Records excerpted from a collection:
#####

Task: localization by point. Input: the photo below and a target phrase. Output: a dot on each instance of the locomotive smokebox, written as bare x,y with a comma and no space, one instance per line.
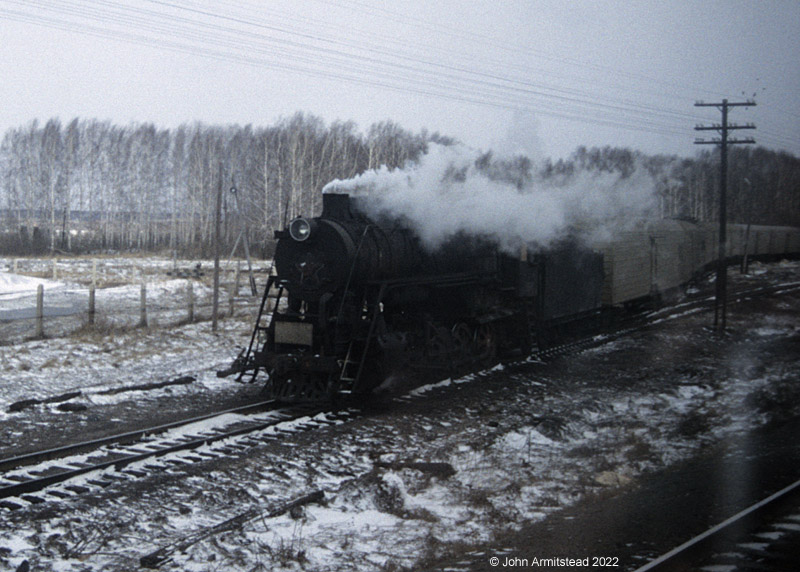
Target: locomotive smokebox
340,250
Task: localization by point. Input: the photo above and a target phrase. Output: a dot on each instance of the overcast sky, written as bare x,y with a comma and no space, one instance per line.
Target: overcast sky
535,76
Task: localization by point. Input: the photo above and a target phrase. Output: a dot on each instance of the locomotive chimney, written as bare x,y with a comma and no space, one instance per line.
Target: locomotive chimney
336,206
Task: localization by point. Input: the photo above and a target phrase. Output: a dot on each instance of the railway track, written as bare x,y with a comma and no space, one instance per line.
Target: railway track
78,468
764,537
74,469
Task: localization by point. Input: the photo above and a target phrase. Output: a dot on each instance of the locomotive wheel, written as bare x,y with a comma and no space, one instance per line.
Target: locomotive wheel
462,341
439,344
485,343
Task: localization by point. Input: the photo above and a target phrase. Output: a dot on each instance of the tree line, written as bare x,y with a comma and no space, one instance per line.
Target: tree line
92,185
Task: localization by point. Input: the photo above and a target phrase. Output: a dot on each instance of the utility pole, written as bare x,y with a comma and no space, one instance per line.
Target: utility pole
723,142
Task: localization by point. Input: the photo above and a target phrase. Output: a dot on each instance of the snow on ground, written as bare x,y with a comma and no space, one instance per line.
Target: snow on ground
15,285
522,443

#####

Reproduce the records from the line containing "of the tree" through the end of the records, requests included, multiplying every coordinate in the answers by 1.05. Round each result to a whole number, with halves rounded up.

Task: localization by point. Input: the photo above and a target phrase. Output: a dot on each instance of the tree line, written as bare x,y with a comma and no space, one instance per line.
Target: tree line
97,194
Task: localization by point. Input: the photo above and a target phrase. Output: a dot on each instance of the utility pole, written as bare x,y with a comma and no space, one instance per line.
Target: utility pole
759,149
Task: localization by point. Input: the photo above and a target phrase. Output: a dot on each instance of the snow on ground, written as bare x,y with a comma and no space, one instance per line.
Target: snow on ground
16,299
548,465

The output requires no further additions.